* AZIONE RICHIESTA *
Citi testualmente, dal brano su Donnarumma, il passo che inizia con le parole contenenti "Nel Psg non" e termina con "a quelle prodezze.".

Fantascientifico, saracinesca, top Gigio. Tre definizioni sparse sulle pagelle del giorno dopo. Sono passati molti mesi dai primi fischi insolenti di San Siro, dall'errore con la Germania e dallo sfondone con il Real Madrid che costò l'eliminazione in Champions, ma Gigio è tornato Donnarumma in azzurro. Con la complicità di una striscia di prodigiose parate che gli hanno attribuito una bella serie di 8 e il riconoscimento pubblico e solenne del protagonista decisivo del successo in Ungheria. A spiegare, in modo semplice ma efficace, il recupero prodigioso di quel talento partito da Milanello per Parigi e smarritosi, è stato Roberto Mancini, uno che s'intende anche di raffinata psicologia oltre che di calcio. «Gli ha giovato la fine della concorrenza e il fatto di giocare con continuità nel suo club» la diagnosi chirurgica del ct che non ha mai avuto la tentazione di cambiare cavallo, anzi portiere. A Coverciano, nei giorni recenti dell'ultimo raduno, hanno tutti rivisto il Donnarumma di una volta: un ragazzo finalmente sereno, soddisfatto, sicuro. Nel trasferimento dal Milan a Parigi, impostato fuori tempo massimo da Mino Raiola perché era venuta meno la promessa di Paratici e della Juve nel frattempo passata da Pirlo ad Allegri, Gigio si ritrovò per la prima volta, alla sua giovanissima età, alle prese con una condizione di forte disagio tecnico e psicologico, mai provata prima.
Nel Psg non aveva il posto da titolarissimo e doveva perciò fare i conti con Navas, colombiano, tre Champions in bacheca, gradito al clan dei sudamericani che in quello spogliatoio, con un allenatore e un ds debolissimi, contavano più di tutti. Una partita sì e due no rappresentò la prima difficoltà accentuata poi da qualche errore tecnico, specie con i piedi, che è stato da sempre il suo tallone d'Achille. A Budapest si è riaccesa la lampada del genio, la reattività nelle parate una dopo l'altra si è messa in moto e alla fine persino una sbavatura nelle uscite è passata sotto silenzio dinanzi a quelle prodezze.
«Come ho fatto? Lavoro e madre natura» la personale spiegazione che può ricondurre poi all'abc della professione e a sottolineare una teoria molto famosa firmata un tempo da Kakà, «il talento, da solo, non basta».
Ci vuole dell'altro. Lavoro e forse anche un pizzico di umiltà nel riconoscere gli errori commessi. A Gigio non riuscì dinanzi alla domanda legittima della collega bordocampista della Rai.Forse, in Ungheria, ha capito anche questo.

* VOCI FORNITE *
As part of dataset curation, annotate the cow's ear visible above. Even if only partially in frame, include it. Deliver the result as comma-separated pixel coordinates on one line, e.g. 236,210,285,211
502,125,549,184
==
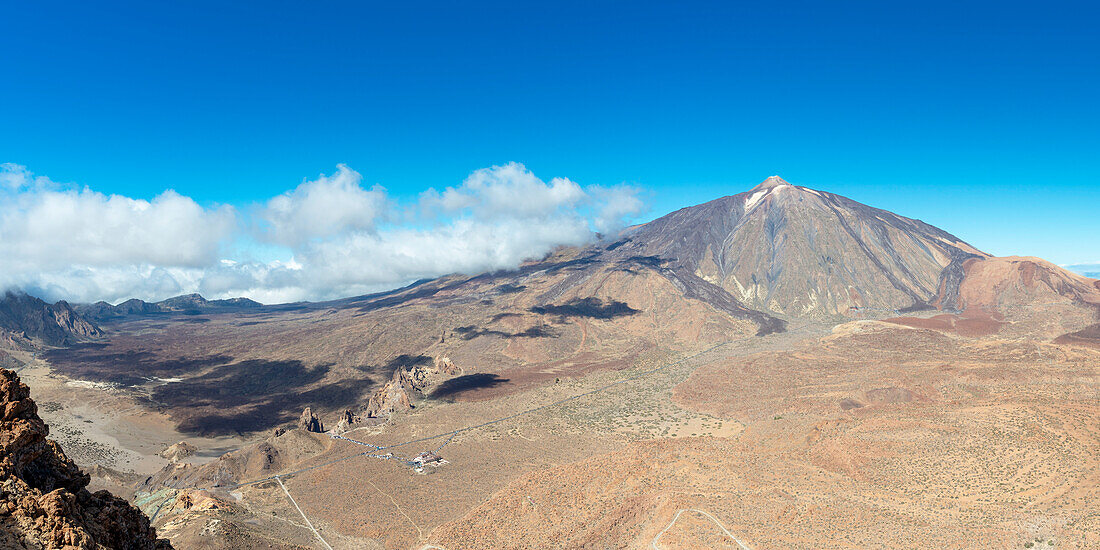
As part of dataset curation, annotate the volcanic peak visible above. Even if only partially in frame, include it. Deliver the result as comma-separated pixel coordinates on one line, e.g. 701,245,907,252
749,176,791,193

* RISPOSTA ALL'ESERCIZIO *
Nel Psg non aveva il posto da titolarissimo e doveva perciò fare i conti con Navas, colombiano, tre Champions in bacheca, gradito al clan dei sudamericani che in quello spogliatoio, con un allenatore e un ds debolissimi, contavano più di tutti. Una partita sì e due no rappresentò la prima difficoltà accentuata poi da qualche errore tecnico, specie con i piedi, che è stato da sempre il suo tallone d'Achille. A Budapest si è riaccesa la lampada del genio, la reattività nelle parate una dopo l'altra si è messa in moto e alla fine persino una sbavatura nelle uscite è passata sotto silenzio dinanzi a quelle prodezze.